Passage shown below:
We are living through the Great Mud of 2020. Usually, the ground does not get this damaged until February, and if it rains any more I fear the valley will turn into a fjord.
What goes with mud? Plants and horticulture. This is a blog about animal conservation, but years ago, plants were what first drew me into breeding for conservation. Plant species can be conserved in a garden, greenhouse, conservatory, or even just a windowsill. Plant conservation can be done very cheaply, and is accessible to most people including children and university students.
Nepenthes pitcher plants, which can be grown indoors in windows that receive little sunlight
Plant conservation when compared to animal conservation can lead to some interesting philosophical debates. If we have room in the garden, should it morally be given to plants that are endangered in the wild, bought from hardworking breeders toiling to protect them? Should businesses with the facilities and knowledge like David Austin be ethically obliged to concentrate on conservation rather than breeding novelty plants? The answer to both is probably no, because of differences in plant and animal biology and the expense involved in keeping them. While plants have cultivation needs, they don't have welfare requirements, and while it's always depressing to see abused plants and not nice to have to destroy perfectly healthy plants, most people wouldn't consider it morally objectionable if plant breeders throw away surplus plants they don't have space for if they can't find people who want to buy them. Maintaining a plant breeding programme is nearly always cheaper than maintaining an animal breeding programme, and usually large numbers of plants can be managed in a relatively small area. Not everyone who gardens has the knowledge or inclination to breed plants, and most plant species are polyploid whereas mammals are diploid -- which means there is a large amount of genetic redundancy in an individual plant. An individual mammal has two 'versions' of each gene in its genome, whereas a plant may have many, and the same number of plants carry a larger amount of genetic diversity for the species.
End of Passage shown.
#### [Task set]
**a.** In the plant conservation passage, how many versions of each gene does an individual mammal have?
**b.** Extend the plant conservation passage, picking up after its final sentence.
Excerpted data below:
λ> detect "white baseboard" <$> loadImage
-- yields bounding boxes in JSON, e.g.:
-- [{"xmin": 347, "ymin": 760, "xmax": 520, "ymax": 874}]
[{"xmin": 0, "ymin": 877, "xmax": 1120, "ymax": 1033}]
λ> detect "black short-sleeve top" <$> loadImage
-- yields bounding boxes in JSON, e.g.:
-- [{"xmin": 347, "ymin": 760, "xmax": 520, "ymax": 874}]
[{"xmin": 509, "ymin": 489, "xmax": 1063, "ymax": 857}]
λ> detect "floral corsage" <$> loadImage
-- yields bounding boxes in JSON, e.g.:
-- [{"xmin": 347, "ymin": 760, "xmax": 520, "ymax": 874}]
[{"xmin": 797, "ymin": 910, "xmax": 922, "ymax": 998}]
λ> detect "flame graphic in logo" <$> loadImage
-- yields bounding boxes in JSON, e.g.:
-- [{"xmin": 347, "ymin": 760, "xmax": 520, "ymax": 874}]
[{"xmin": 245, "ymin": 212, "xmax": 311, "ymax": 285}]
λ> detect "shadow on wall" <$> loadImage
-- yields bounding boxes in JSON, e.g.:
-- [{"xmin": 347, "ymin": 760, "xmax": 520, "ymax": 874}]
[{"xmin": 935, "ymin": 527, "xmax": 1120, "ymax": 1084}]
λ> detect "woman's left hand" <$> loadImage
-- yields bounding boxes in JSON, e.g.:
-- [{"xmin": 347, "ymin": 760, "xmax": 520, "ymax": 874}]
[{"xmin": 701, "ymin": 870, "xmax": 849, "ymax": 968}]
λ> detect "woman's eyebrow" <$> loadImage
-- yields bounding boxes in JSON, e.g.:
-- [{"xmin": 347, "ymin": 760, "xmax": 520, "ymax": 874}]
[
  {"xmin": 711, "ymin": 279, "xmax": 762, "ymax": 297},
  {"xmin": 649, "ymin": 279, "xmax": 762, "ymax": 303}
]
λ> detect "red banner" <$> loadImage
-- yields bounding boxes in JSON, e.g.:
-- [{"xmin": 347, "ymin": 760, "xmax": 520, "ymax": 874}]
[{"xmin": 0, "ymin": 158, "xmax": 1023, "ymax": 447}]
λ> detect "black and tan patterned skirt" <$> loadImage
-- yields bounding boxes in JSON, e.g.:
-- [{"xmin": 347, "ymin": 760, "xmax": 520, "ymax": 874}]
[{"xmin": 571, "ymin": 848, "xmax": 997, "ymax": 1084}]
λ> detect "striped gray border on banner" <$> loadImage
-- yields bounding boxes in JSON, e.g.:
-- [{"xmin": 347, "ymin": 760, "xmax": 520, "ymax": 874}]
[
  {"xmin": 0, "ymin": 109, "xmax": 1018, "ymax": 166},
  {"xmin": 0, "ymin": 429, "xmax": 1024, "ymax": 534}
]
End of Excerpted data.
#### [Answers below]
**a.** Two.

**b.**
So plant conservation is not as critical as rare breed and wild animal conservation. But with spring eagerly awaited, it might be something to think about for those with an interest.
Plants can be grown most cheaply from seed, mail-order venues for which can be found online, and there are other distinct advantages for using this method, chiefly biosecurity and the availability of rare species. Garden centres are generally not good sources of plants, as specimens are frequently misidentified and carry parasites and diseases. Pots for plants can be recycled, or you can even recycle plastic kitchen refuse by sticking drainage holes in it with a hot poker. Generally for most exotic plants that are grown indoors or in greenhouses, normal mud from outside is not suitable compost, and soils from garden centres are not much good either. For cacti and succulents, which are my main interest, I have found that a mail-order coir-based compost mixed with a load of flint chick grit works best.
Kew Gardens, home of plant conservation. If the fundamentalist extremists ever get their way and abolish zoos and farming and pets, they will come after this next.
One decision it can be very worthwhile investigating conservation options for is if you're thinking of planting fruit trees. If you choose traditional heritage varieties that were developed in the area of the country you live, they are likely to do better in the climate than generic modern varieties, and a lot of them just taste better than modern ones. If someone who lived 100 years ago saw how people today buy apples from supermarkets and eat them when they're hard and wet and acidic, one would probably be quite perplexed with that. Traditionally apples were picked in autumn and stored, and eaten after they had shrivelled up slightly. The flavours and sugars in the apple become more concentrated and mature and the apples taste better that way. Modern apple breeders seem to develop more for appearance than flavour, probably as a result of online shopping being capable of communicating only this trait. There is an apple tree in a wood on our land that produces very small green apples, which when squashed produce the best apple juice I have ever tasted. I assume considering its age and providence that it's a local variety of cider apple, but I keep meaning to see if I can post an apple one year to someone who might be able to identify it.